*** Extrait du texte

En 1989, elle fonde le Night Bikers Club do Brasil, un moyen pour les cyclistes de São Paulo de se réunir et de démontrer que «rouler à vélo est cool», dixit Renata. Depuis, le groupe a fait des petits partout au pays, promouvant le vélo comme sport et comme moyen de déplacement.

L’aventure ESPN

En 1995, Renata joint l’équipe de la chaîne de télévision ESPN au Brésil. Un moment décisif, selon elle. «Peu importe le sujet du reportage, je mettais toujours un vélo à l’écran.» Une façon subliminale de continuer à promouvoir la petite reine.

Puis, de 2000 à 2013, elle est à l’animation de sa propre émission, Aventuras com Renata Falzoni. Elle se déplace dans une trentaine de pays pour filmer des sports extrêmes ou en émergence: le surf, le skateboard, le parachute et, naturellement, le vélo sous toutes ses formes. «Je travaillais presque toute seule, avec peu de moyens, se souvient-elle. Avec les miettes qui restaient de l’argent du soccer!»

Une chaîne cycliste

Mon entrevue sur la chaîne YouTube de Renata.

Mon entrevue sur la chaîne YouTube de Renata.

Depuis 2013, Renata se concentre exclusivement sur les nouvelles cyclistes, du voyage aux athlètes en passant bien sûr par le déplacement urbain. C’est grâce à son site web et surtout sa chaîne YouTube (à laquelle j’ai participé et qui compte près de 290 000 abonnés) que nous avons été mis en contact. Ses médias portent le nom de Bike é Legal, qui peut se traduire par «le vélo est cool» en langage populaire brésilien.

******
*** Entrées affichées

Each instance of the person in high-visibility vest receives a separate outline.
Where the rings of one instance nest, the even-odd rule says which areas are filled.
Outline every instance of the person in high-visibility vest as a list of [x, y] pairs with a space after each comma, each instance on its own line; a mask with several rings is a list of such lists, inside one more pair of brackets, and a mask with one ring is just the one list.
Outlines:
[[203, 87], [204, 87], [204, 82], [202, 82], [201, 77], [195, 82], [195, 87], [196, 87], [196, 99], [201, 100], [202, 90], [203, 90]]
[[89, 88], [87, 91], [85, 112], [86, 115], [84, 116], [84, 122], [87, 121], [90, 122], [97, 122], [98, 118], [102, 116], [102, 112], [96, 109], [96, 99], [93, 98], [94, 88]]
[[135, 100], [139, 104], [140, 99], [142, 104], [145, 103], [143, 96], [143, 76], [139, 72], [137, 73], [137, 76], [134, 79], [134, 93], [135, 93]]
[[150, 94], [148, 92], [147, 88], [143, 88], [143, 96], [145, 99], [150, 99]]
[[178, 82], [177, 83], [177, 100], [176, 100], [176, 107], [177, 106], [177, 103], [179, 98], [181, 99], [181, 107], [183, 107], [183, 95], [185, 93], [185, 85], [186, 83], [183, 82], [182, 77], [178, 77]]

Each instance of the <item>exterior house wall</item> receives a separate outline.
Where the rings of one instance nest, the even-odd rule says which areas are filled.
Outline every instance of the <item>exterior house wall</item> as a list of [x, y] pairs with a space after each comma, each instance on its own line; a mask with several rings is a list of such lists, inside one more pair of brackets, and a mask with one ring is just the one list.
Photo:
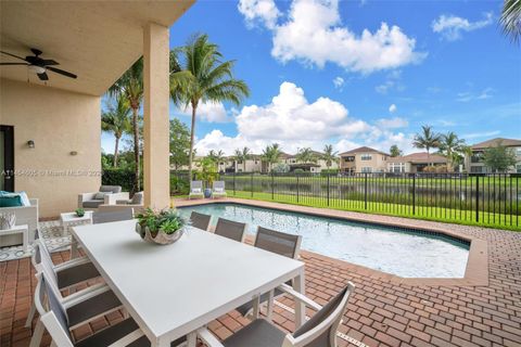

******

### Tâche A
Indiquez si chacune des affirmations suivantes concorde avec l’extrait sur Renata Falzoni, en citant les mots décisifs : (i) Renata a fondé le Night Bikers Club do Brasil en 1989 ; (ii) Renata a rejoint ESPN au Brésil en 2000 ; (iii) sa chaîne YouTube compte près de 290 000 abonnés.
### Tâche B
Énumérez tous les sports qu’elle part filmer dans son émission selon l’extrait sur Renata Falzoni.
### Tâche C
Recopiez l’extrait sur Renata Falzoni depuis «Une chaîne cycliste» jusqu’à «langage populaire brésilien.» inclus.

### Résultat A
(i) Oui : « En 1989, elle fonde le Night Bikers Club do Brasil »
(ii) Non : « En 1995, Renata joint l’équipe de la chaîne de télévision ESPN au Brésil. »
(iii) Oui : « qui compte près de 290 000 abonnés »

### Résultat B
le surf, le skateboard, le parachute, le vélo

### Résultat C
Une chaîne cycliste

Mon entrevue sur la chaîne YouTube de Renata.

Mon entrevue sur la chaîne YouTube de Renata.

Depuis 2013, Renata se concentre exclusivement sur les nouvelles cyclistes, du voyage aux athlètes en passant bien sûr par le déplacement urbain. C’est grâce à son site web et surtout sa chaîne YouTube (à laquelle j’ai participé et qui compte près de 290 000 abonnés) que nous avons été mis en contact. Ses médias portent le nom de Bike é Legal, qui peut se traduire par «le vélo est cool» en langage populaire brésilien.